Exercise –
Gather every line of the data below that contains the string "forest". Matching is case-sensitive.

(Coordinate annotation entries)
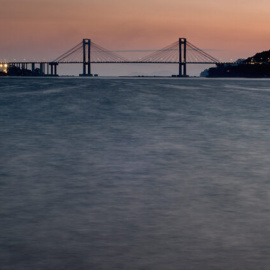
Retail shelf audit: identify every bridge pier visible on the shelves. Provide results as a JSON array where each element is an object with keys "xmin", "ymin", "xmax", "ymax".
[
  {"xmin": 80, "ymin": 39, "xmax": 93, "ymax": 76},
  {"xmin": 48, "ymin": 62, "xmax": 58, "ymax": 76},
  {"xmin": 178, "ymin": 38, "xmax": 187, "ymax": 77},
  {"xmin": 39, "ymin": 63, "xmax": 45, "ymax": 75}
]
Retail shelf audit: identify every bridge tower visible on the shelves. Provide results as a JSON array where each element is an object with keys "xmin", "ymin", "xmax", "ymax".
[
  {"xmin": 178, "ymin": 38, "xmax": 187, "ymax": 77},
  {"xmin": 81, "ymin": 39, "xmax": 92, "ymax": 76}
]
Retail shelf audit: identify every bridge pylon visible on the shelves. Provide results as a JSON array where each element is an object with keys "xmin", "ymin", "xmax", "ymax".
[
  {"xmin": 178, "ymin": 38, "xmax": 187, "ymax": 77},
  {"xmin": 80, "ymin": 38, "xmax": 92, "ymax": 76}
]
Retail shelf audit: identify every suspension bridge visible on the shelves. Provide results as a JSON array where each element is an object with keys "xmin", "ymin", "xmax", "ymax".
[{"xmin": 0, "ymin": 38, "xmax": 220, "ymax": 77}]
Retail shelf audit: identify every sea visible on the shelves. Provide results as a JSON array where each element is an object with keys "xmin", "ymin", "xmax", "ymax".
[{"xmin": 0, "ymin": 77, "xmax": 270, "ymax": 270}]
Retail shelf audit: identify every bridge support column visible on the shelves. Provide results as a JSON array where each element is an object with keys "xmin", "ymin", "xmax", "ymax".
[
  {"xmin": 48, "ymin": 62, "xmax": 58, "ymax": 76},
  {"xmin": 39, "ymin": 63, "xmax": 45, "ymax": 75},
  {"xmin": 178, "ymin": 38, "xmax": 187, "ymax": 77},
  {"xmin": 80, "ymin": 39, "xmax": 92, "ymax": 76}
]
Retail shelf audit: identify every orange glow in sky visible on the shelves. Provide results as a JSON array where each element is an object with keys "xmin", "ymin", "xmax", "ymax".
[{"xmin": 0, "ymin": 0, "xmax": 270, "ymax": 74}]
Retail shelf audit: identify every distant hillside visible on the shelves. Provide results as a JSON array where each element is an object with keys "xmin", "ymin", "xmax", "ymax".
[
  {"xmin": 201, "ymin": 50, "xmax": 270, "ymax": 78},
  {"xmin": 244, "ymin": 50, "xmax": 270, "ymax": 63}
]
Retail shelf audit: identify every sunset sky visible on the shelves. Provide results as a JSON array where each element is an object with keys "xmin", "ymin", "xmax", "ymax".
[{"xmin": 0, "ymin": 0, "xmax": 270, "ymax": 75}]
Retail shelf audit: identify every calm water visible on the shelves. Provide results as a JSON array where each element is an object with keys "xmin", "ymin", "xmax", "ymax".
[{"xmin": 0, "ymin": 78, "xmax": 270, "ymax": 270}]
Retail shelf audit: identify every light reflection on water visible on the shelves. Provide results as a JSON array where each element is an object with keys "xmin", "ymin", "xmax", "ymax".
[{"xmin": 0, "ymin": 78, "xmax": 270, "ymax": 270}]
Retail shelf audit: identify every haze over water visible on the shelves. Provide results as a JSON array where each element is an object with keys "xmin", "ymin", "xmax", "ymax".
[{"xmin": 0, "ymin": 78, "xmax": 270, "ymax": 270}]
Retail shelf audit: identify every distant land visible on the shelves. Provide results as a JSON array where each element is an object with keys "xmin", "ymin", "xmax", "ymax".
[{"xmin": 200, "ymin": 50, "xmax": 270, "ymax": 78}]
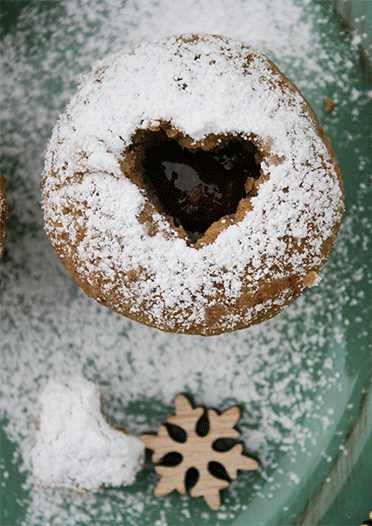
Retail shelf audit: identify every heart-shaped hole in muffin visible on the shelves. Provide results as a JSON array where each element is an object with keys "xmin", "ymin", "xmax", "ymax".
[{"xmin": 132, "ymin": 129, "xmax": 260, "ymax": 240}]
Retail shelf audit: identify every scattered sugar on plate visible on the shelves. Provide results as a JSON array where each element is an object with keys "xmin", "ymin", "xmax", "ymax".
[{"xmin": 0, "ymin": 0, "xmax": 372, "ymax": 526}]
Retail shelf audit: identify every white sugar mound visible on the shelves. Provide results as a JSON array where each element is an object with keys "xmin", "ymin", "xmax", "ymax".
[{"xmin": 31, "ymin": 375, "xmax": 145, "ymax": 491}]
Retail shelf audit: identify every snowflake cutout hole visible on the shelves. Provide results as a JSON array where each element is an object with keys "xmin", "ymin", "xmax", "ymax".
[{"xmin": 140, "ymin": 394, "xmax": 258, "ymax": 510}]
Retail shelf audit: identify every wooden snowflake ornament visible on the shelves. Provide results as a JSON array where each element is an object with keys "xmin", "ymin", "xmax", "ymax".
[{"xmin": 140, "ymin": 394, "xmax": 258, "ymax": 510}]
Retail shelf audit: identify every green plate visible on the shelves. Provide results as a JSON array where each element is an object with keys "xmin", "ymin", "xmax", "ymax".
[{"xmin": 0, "ymin": 0, "xmax": 372, "ymax": 526}]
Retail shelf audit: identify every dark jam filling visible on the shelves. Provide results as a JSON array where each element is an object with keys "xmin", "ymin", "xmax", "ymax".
[{"xmin": 142, "ymin": 132, "xmax": 260, "ymax": 234}]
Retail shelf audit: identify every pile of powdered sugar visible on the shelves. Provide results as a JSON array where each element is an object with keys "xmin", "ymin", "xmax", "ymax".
[
  {"xmin": 0, "ymin": 0, "xmax": 372, "ymax": 526},
  {"xmin": 31, "ymin": 375, "xmax": 145, "ymax": 493}
]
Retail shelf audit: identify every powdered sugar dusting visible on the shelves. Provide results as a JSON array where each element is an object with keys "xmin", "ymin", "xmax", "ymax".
[
  {"xmin": 43, "ymin": 36, "xmax": 343, "ymax": 333},
  {"xmin": 0, "ymin": 0, "xmax": 372, "ymax": 526}
]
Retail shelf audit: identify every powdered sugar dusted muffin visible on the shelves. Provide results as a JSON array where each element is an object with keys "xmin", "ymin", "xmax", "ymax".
[
  {"xmin": 42, "ymin": 35, "xmax": 344, "ymax": 335},
  {"xmin": 31, "ymin": 375, "xmax": 145, "ymax": 492},
  {"xmin": 0, "ymin": 175, "xmax": 9, "ymax": 260}
]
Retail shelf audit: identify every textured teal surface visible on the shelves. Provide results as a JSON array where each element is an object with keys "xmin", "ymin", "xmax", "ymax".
[{"xmin": 0, "ymin": 1, "xmax": 372, "ymax": 526}]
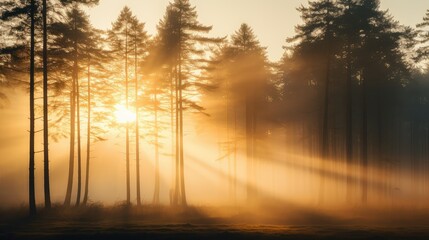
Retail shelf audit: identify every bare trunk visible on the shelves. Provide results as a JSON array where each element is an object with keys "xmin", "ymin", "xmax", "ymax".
[
  {"xmin": 125, "ymin": 23, "xmax": 131, "ymax": 205},
  {"xmin": 346, "ymin": 45, "xmax": 353, "ymax": 201},
  {"xmin": 134, "ymin": 38, "xmax": 141, "ymax": 206},
  {"xmin": 76, "ymin": 72, "xmax": 82, "ymax": 206},
  {"xmin": 170, "ymin": 69, "xmax": 175, "ymax": 205},
  {"xmin": 153, "ymin": 90, "xmax": 159, "ymax": 205},
  {"xmin": 173, "ymin": 64, "xmax": 180, "ymax": 205},
  {"xmin": 43, "ymin": 0, "xmax": 51, "ymax": 208},
  {"xmin": 179, "ymin": 56, "xmax": 187, "ymax": 206},
  {"xmin": 361, "ymin": 75, "xmax": 368, "ymax": 203},
  {"xmin": 28, "ymin": 0, "xmax": 36, "ymax": 216},
  {"xmin": 64, "ymin": 15, "xmax": 78, "ymax": 206},
  {"xmin": 82, "ymin": 58, "xmax": 91, "ymax": 205}
]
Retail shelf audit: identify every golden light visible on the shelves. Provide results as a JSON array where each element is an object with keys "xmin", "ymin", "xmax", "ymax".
[{"xmin": 115, "ymin": 104, "xmax": 136, "ymax": 123}]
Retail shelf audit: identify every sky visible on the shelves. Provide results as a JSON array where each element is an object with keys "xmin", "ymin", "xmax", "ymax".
[{"xmin": 88, "ymin": 0, "xmax": 429, "ymax": 61}]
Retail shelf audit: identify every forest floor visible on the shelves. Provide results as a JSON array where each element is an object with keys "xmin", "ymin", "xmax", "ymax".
[{"xmin": 0, "ymin": 201, "xmax": 429, "ymax": 240}]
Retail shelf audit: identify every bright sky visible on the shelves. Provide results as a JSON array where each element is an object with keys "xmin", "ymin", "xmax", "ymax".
[{"xmin": 89, "ymin": 0, "xmax": 429, "ymax": 61}]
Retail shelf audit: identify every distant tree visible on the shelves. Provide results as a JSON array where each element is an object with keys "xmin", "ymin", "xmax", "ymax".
[
  {"xmin": 159, "ymin": 0, "xmax": 219, "ymax": 206},
  {"xmin": 109, "ymin": 7, "xmax": 147, "ymax": 205}
]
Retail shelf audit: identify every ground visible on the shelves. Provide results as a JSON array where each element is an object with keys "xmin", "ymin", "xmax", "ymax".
[{"xmin": 0, "ymin": 205, "xmax": 429, "ymax": 240}]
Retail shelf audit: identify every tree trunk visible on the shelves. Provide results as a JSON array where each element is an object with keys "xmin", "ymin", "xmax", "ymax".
[
  {"xmin": 346, "ymin": 44, "xmax": 353, "ymax": 202},
  {"xmin": 125, "ymin": 23, "xmax": 131, "ymax": 205},
  {"xmin": 82, "ymin": 57, "xmax": 91, "ymax": 206},
  {"xmin": 319, "ymin": 47, "xmax": 331, "ymax": 203},
  {"xmin": 28, "ymin": 0, "xmax": 36, "ymax": 216},
  {"xmin": 76, "ymin": 71, "xmax": 82, "ymax": 206},
  {"xmin": 64, "ymin": 15, "xmax": 78, "ymax": 206},
  {"xmin": 134, "ymin": 39, "xmax": 141, "ymax": 206},
  {"xmin": 173, "ymin": 64, "xmax": 180, "ymax": 205},
  {"xmin": 43, "ymin": 0, "xmax": 51, "ymax": 208},
  {"xmin": 170, "ymin": 69, "xmax": 175, "ymax": 205},
  {"xmin": 361, "ymin": 74, "xmax": 368, "ymax": 203},
  {"xmin": 153, "ymin": 90, "xmax": 159, "ymax": 205},
  {"xmin": 179, "ymin": 55, "xmax": 187, "ymax": 206}
]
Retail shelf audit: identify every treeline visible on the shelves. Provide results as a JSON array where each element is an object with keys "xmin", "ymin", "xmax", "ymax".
[{"xmin": 0, "ymin": 0, "xmax": 429, "ymax": 214}]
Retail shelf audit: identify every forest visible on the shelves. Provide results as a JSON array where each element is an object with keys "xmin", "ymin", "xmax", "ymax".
[{"xmin": 0, "ymin": 0, "xmax": 429, "ymax": 239}]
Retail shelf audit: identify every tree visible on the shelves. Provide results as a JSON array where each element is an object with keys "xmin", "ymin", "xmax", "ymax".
[
  {"xmin": 158, "ymin": 0, "xmax": 219, "ymax": 206},
  {"xmin": 109, "ymin": 7, "xmax": 147, "ymax": 205},
  {"xmin": 289, "ymin": 0, "xmax": 339, "ymax": 201},
  {"xmin": 51, "ymin": 4, "xmax": 95, "ymax": 206},
  {"xmin": 416, "ymin": 9, "xmax": 429, "ymax": 60}
]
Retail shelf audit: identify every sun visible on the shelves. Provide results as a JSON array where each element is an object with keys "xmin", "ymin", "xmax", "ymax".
[{"xmin": 115, "ymin": 104, "xmax": 136, "ymax": 123}]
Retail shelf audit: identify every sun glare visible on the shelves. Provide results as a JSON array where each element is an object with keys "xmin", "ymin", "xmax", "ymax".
[{"xmin": 115, "ymin": 104, "xmax": 136, "ymax": 123}]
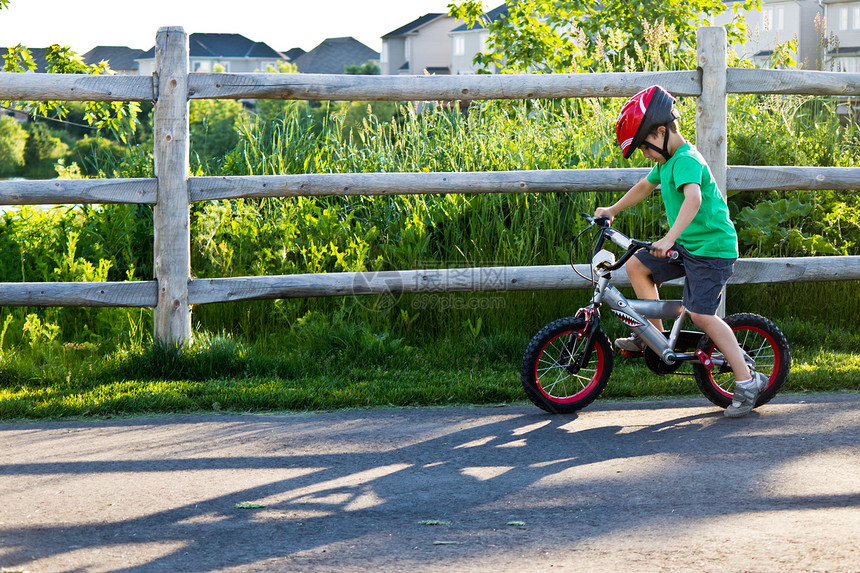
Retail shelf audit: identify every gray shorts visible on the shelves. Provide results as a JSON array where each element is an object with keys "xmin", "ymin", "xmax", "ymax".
[{"xmin": 634, "ymin": 243, "xmax": 737, "ymax": 314}]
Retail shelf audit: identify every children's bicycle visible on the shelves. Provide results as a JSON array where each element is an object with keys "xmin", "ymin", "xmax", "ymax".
[{"xmin": 520, "ymin": 213, "xmax": 791, "ymax": 413}]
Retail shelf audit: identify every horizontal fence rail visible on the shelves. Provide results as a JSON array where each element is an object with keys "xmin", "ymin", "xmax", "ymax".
[
  {"xmin": 0, "ymin": 177, "xmax": 158, "ymax": 205},
  {"xmin": 188, "ymin": 70, "xmax": 702, "ymax": 101},
  {"xmin": 0, "ymin": 27, "xmax": 860, "ymax": 342},
  {"xmin": 0, "ymin": 68, "xmax": 860, "ymax": 101},
  {"xmin": 0, "ymin": 73, "xmax": 153, "ymax": 101},
  {"xmin": 0, "ymin": 281, "xmax": 158, "ymax": 307},
  {"xmin": 189, "ymin": 165, "xmax": 860, "ymax": 201},
  {"xmin": 0, "ymin": 256, "xmax": 860, "ymax": 307},
  {"xmin": 188, "ymin": 257, "xmax": 860, "ymax": 304},
  {"xmin": 0, "ymin": 165, "xmax": 860, "ymax": 205}
]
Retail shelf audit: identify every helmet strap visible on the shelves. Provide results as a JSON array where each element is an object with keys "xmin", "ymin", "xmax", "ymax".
[{"xmin": 642, "ymin": 123, "xmax": 672, "ymax": 161}]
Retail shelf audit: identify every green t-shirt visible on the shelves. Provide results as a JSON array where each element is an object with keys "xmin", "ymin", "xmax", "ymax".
[{"xmin": 648, "ymin": 143, "xmax": 738, "ymax": 259}]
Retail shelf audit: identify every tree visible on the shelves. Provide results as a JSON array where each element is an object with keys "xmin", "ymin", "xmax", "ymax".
[
  {"xmin": 0, "ymin": 115, "xmax": 27, "ymax": 175},
  {"xmin": 0, "ymin": 0, "xmax": 140, "ymax": 144},
  {"xmin": 448, "ymin": 0, "xmax": 761, "ymax": 73}
]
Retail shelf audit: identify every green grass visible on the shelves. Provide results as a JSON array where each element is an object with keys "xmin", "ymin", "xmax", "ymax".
[{"xmin": 0, "ymin": 320, "xmax": 860, "ymax": 420}]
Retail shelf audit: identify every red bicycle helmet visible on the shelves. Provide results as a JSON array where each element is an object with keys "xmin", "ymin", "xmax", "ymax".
[{"xmin": 615, "ymin": 86, "xmax": 681, "ymax": 160}]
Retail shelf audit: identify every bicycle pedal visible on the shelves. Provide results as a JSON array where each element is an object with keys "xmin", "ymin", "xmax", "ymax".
[{"xmin": 696, "ymin": 348, "xmax": 715, "ymax": 372}]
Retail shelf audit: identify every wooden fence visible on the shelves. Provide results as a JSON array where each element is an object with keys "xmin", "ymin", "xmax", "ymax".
[{"xmin": 0, "ymin": 27, "xmax": 860, "ymax": 343}]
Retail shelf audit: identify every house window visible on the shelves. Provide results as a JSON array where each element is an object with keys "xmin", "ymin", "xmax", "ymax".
[
  {"xmin": 454, "ymin": 36, "xmax": 466, "ymax": 56},
  {"xmin": 764, "ymin": 6, "xmax": 785, "ymax": 30}
]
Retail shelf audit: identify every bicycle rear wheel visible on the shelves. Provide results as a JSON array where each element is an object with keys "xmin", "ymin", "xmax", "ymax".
[{"xmin": 520, "ymin": 317, "xmax": 612, "ymax": 414}]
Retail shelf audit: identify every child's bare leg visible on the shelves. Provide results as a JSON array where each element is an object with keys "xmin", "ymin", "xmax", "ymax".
[
  {"xmin": 690, "ymin": 312, "xmax": 752, "ymax": 381},
  {"xmin": 624, "ymin": 257, "xmax": 663, "ymax": 332}
]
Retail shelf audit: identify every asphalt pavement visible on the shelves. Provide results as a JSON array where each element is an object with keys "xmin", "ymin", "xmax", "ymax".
[{"xmin": 0, "ymin": 394, "xmax": 860, "ymax": 573}]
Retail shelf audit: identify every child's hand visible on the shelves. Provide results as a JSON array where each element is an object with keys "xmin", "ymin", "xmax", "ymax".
[
  {"xmin": 651, "ymin": 237, "xmax": 675, "ymax": 258},
  {"xmin": 594, "ymin": 207, "xmax": 615, "ymax": 223}
]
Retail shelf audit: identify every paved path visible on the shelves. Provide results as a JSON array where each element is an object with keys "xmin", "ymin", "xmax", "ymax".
[{"xmin": 0, "ymin": 394, "xmax": 860, "ymax": 573}]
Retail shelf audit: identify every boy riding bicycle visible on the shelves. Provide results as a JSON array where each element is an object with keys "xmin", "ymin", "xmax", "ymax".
[{"xmin": 594, "ymin": 86, "xmax": 768, "ymax": 418}]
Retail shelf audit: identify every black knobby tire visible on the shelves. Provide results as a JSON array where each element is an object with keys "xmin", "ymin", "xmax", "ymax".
[
  {"xmin": 520, "ymin": 317, "xmax": 612, "ymax": 414},
  {"xmin": 693, "ymin": 313, "xmax": 791, "ymax": 408}
]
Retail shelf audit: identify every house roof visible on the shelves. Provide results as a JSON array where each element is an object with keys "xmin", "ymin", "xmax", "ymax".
[
  {"xmin": 0, "ymin": 48, "xmax": 48, "ymax": 74},
  {"xmin": 293, "ymin": 36, "xmax": 379, "ymax": 74},
  {"xmin": 137, "ymin": 33, "xmax": 286, "ymax": 60},
  {"xmin": 382, "ymin": 12, "xmax": 445, "ymax": 40},
  {"xmin": 281, "ymin": 48, "xmax": 307, "ymax": 62},
  {"xmin": 451, "ymin": 3, "xmax": 508, "ymax": 33},
  {"xmin": 83, "ymin": 46, "xmax": 143, "ymax": 70}
]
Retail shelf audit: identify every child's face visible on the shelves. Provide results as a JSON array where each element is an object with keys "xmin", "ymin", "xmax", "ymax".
[{"xmin": 639, "ymin": 128, "xmax": 666, "ymax": 164}]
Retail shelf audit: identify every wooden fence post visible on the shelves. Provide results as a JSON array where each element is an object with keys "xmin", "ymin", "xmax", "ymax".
[
  {"xmin": 153, "ymin": 26, "xmax": 191, "ymax": 345},
  {"xmin": 696, "ymin": 26, "xmax": 729, "ymax": 316}
]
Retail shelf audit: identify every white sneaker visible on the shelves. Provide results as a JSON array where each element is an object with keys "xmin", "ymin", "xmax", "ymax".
[{"xmin": 724, "ymin": 372, "xmax": 770, "ymax": 418}]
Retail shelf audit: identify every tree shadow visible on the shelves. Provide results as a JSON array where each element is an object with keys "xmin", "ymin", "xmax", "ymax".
[{"xmin": 0, "ymin": 398, "xmax": 860, "ymax": 572}]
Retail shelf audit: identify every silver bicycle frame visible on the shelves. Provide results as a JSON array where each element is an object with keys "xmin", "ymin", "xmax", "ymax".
[{"xmin": 591, "ymin": 273, "xmax": 686, "ymax": 364}]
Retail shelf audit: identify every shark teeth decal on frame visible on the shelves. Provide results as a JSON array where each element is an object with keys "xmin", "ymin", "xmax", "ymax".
[{"xmin": 612, "ymin": 308, "xmax": 642, "ymax": 326}]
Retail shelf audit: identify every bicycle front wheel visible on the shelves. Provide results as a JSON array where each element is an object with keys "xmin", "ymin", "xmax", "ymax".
[
  {"xmin": 693, "ymin": 313, "xmax": 791, "ymax": 408},
  {"xmin": 520, "ymin": 317, "xmax": 612, "ymax": 414}
]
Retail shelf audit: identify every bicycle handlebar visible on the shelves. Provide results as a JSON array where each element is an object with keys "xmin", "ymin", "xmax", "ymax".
[{"xmin": 581, "ymin": 213, "xmax": 680, "ymax": 271}]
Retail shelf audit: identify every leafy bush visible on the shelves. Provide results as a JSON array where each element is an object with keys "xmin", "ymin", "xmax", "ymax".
[{"xmin": 0, "ymin": 115, "xmax": 27, "ymax": 175}]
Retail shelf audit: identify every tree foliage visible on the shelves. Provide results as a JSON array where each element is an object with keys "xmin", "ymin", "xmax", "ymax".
[
  {"xmin": 0, "ymin": 0, "xmax": 140, "ymax": 144},
  {"xmin": 0, "ymin": 115, "xmax": 27, "ymax": 175},
  {"xmin": 448, "ymin": 0, "xmax": 761, "ymax": 73}
]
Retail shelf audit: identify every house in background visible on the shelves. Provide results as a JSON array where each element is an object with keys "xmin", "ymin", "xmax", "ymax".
[
  {"xmin": 713, "ymin": 0, "xmax": 824, "ymax": 70},
  {"xmin": 824, "ymin": 0, "xmax": 860, "ymax": 74},
  {"xmin": 380, "ymin": 13, "xmax": 457, "ymax": 75},
  {"xmin": 83, "ymin": 46, "xmax": 143, "ymax": 76},
  {"xmin": 450, "ymin": 4, "xmax": 508, "ymax": 75},
  {"xmin": 136, "ymin": 34, "xmax": 287, "ymax": 76},
  {"xmin": 281, "ymin": 48, "xmax": 307, "ymax": 62},
  {"xmin": 293, "ymin": 36, "xmax": 379, "ymax": 74}
]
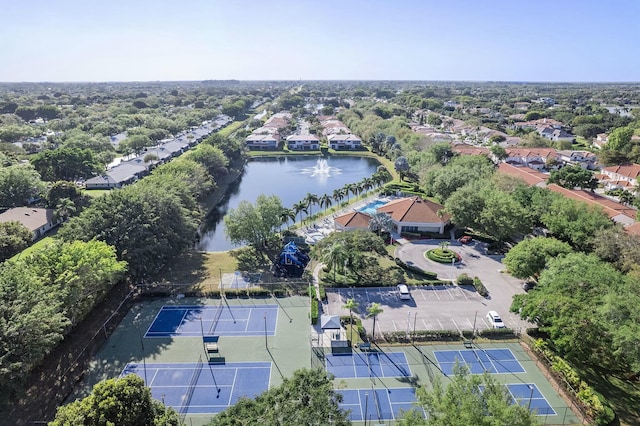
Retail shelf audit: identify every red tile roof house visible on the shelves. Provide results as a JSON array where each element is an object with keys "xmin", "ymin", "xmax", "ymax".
[
  {"xmin": 0, "ymin": 207, "xmax": 62, "ymax": 241},
  {"xmin": 601, "ymin": 164, "xmax": 640, "ymax": 191},
  {"xmin": 376, "ymin": 197, "xmax": 451, "ymax": 235},
  {"xmin": 287, "ymin": 135, "xmax": 320, "ymax": 151},
  {"xmin": 333, "ymin": 212, "xmax": 371, "ymax": 231}
]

Final result –
Retail shelf audit: identify every forest floor visible on the shelves. Provide results as a JSON array where each element is an object with keys "xmin", "ymin", "xmax", "ymax".
Retail shelf audit: identify every forest visible on the shelves. Provide results as a JSON array where each element is an object with keys "xmin", "ymin", "xmax", "ymax".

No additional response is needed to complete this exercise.